■ **SOURCE DATA**:
Content starts
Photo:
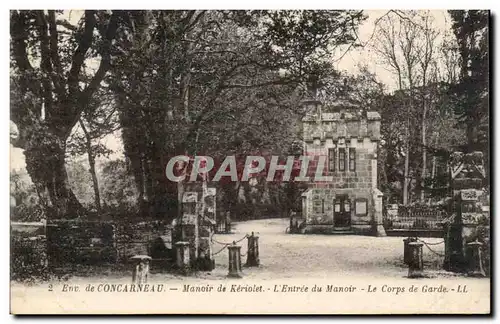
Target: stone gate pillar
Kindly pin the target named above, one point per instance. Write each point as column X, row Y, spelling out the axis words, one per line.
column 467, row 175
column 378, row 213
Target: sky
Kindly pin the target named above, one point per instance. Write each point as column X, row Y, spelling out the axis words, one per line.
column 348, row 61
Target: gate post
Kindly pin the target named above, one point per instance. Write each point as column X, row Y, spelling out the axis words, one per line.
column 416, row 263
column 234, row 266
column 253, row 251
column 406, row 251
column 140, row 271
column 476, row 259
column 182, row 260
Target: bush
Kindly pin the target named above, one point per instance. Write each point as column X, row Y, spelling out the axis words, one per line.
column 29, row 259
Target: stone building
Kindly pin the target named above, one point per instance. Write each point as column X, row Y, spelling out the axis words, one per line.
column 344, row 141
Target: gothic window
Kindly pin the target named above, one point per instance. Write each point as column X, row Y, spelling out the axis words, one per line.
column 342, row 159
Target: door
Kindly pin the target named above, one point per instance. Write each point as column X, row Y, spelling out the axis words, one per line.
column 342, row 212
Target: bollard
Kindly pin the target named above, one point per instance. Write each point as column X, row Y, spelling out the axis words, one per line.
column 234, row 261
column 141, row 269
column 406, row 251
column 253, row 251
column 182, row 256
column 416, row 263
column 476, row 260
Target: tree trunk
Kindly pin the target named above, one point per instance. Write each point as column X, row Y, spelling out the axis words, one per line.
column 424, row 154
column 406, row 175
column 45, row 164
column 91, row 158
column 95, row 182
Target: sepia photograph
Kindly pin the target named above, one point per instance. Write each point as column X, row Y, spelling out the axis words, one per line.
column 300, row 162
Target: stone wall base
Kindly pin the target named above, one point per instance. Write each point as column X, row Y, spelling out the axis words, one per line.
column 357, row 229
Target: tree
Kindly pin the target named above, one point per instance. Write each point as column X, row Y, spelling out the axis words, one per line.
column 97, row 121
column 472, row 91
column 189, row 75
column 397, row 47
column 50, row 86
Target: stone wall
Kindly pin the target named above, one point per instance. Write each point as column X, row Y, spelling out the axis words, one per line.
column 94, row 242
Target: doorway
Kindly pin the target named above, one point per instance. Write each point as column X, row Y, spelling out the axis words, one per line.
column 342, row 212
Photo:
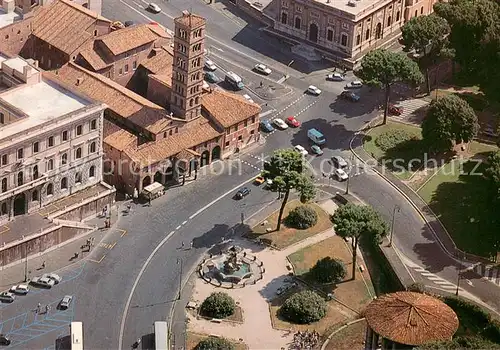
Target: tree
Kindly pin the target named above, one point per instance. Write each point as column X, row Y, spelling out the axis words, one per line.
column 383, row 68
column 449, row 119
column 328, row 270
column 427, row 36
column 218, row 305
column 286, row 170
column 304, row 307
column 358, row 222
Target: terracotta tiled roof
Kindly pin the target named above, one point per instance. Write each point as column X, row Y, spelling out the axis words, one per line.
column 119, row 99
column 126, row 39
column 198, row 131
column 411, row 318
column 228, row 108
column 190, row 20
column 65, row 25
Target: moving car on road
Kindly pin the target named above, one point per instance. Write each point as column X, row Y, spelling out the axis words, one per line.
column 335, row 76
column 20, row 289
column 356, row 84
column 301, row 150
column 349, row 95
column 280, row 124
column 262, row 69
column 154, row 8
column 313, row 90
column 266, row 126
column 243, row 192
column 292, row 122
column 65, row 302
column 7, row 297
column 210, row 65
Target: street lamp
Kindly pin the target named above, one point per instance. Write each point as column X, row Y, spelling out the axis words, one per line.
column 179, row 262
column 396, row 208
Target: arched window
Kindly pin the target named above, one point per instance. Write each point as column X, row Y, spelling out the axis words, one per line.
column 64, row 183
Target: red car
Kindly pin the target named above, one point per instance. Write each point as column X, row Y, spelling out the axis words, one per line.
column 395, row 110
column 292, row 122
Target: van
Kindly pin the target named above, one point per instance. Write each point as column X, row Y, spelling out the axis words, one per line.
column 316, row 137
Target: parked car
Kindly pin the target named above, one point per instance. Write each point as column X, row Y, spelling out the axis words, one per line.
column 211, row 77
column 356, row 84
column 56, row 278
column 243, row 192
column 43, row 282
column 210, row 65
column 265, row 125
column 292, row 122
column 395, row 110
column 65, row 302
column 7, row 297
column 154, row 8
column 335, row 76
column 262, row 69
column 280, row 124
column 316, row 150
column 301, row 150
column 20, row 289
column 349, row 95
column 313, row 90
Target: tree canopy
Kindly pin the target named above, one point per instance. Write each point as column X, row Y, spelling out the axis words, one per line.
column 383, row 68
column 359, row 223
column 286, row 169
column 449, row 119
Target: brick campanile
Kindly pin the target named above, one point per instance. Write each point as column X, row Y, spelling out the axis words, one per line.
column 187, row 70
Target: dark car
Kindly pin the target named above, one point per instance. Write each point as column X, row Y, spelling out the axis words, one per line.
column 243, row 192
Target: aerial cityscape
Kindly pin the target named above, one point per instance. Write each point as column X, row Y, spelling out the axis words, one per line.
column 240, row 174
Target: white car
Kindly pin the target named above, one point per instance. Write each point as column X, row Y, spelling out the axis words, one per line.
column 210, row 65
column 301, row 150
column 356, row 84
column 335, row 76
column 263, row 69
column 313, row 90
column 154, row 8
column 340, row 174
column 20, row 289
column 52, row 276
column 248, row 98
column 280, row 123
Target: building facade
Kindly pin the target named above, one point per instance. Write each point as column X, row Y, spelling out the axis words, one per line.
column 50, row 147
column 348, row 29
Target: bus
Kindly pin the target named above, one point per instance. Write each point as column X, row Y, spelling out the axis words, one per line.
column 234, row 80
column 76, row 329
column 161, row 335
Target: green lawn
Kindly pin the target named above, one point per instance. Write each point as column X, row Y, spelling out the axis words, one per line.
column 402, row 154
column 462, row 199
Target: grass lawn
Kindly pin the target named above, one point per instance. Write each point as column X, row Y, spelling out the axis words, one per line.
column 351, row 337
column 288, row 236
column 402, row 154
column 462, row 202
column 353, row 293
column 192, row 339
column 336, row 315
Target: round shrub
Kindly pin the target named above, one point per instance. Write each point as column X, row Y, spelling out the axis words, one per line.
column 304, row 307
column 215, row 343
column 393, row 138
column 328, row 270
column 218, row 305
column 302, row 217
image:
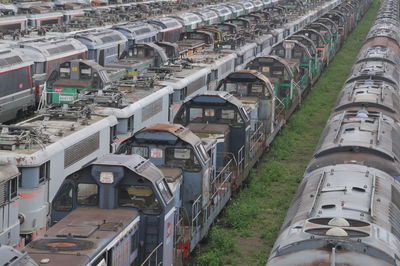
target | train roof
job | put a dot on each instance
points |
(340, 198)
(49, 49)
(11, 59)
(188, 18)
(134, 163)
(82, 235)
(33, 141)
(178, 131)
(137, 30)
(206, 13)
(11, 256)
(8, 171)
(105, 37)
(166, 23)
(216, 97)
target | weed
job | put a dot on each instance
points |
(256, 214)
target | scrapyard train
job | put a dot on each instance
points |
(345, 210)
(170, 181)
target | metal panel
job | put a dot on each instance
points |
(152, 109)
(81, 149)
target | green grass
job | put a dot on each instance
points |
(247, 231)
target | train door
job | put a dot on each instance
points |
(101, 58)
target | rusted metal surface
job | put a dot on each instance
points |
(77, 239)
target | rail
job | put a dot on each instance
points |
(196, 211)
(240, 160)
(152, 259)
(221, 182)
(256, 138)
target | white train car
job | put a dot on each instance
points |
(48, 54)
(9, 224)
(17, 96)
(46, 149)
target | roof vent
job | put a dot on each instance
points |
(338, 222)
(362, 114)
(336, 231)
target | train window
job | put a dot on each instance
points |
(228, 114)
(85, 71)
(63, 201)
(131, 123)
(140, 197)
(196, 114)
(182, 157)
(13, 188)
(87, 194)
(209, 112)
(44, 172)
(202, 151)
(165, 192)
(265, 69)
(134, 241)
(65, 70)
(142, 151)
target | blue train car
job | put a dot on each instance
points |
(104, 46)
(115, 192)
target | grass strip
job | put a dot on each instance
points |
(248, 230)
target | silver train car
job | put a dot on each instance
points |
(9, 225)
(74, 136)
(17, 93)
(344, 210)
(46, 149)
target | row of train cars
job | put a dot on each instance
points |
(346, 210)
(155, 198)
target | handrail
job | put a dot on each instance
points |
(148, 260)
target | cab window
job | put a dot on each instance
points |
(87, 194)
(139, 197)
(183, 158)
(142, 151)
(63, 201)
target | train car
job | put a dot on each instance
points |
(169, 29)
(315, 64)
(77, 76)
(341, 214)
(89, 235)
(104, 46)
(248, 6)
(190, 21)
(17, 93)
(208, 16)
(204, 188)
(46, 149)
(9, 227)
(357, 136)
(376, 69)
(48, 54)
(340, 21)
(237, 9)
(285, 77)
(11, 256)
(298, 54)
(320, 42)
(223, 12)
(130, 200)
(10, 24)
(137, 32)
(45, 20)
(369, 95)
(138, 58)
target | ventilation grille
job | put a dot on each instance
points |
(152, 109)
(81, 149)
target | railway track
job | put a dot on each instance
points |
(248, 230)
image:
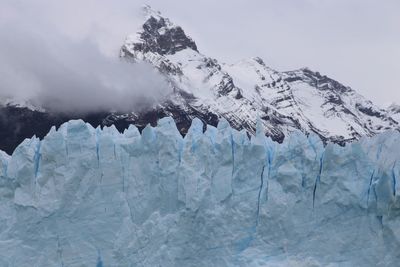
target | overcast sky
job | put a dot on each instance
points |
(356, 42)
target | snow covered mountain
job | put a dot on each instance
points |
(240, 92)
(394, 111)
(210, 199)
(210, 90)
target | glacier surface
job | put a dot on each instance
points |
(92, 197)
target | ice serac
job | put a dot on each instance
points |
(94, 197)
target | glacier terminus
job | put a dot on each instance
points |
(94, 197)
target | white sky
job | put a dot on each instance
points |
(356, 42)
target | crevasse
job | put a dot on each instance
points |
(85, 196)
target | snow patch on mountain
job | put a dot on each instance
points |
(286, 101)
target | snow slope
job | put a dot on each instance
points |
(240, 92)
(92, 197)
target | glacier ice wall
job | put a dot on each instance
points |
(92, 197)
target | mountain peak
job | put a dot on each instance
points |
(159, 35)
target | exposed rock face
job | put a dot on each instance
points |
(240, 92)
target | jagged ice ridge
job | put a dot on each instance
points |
Content ends
Lines that include the word "stone" are to be extracted from the data above.

Target: stone gate pillar
Target: stone building
Target: stone wall base
Target: stone wall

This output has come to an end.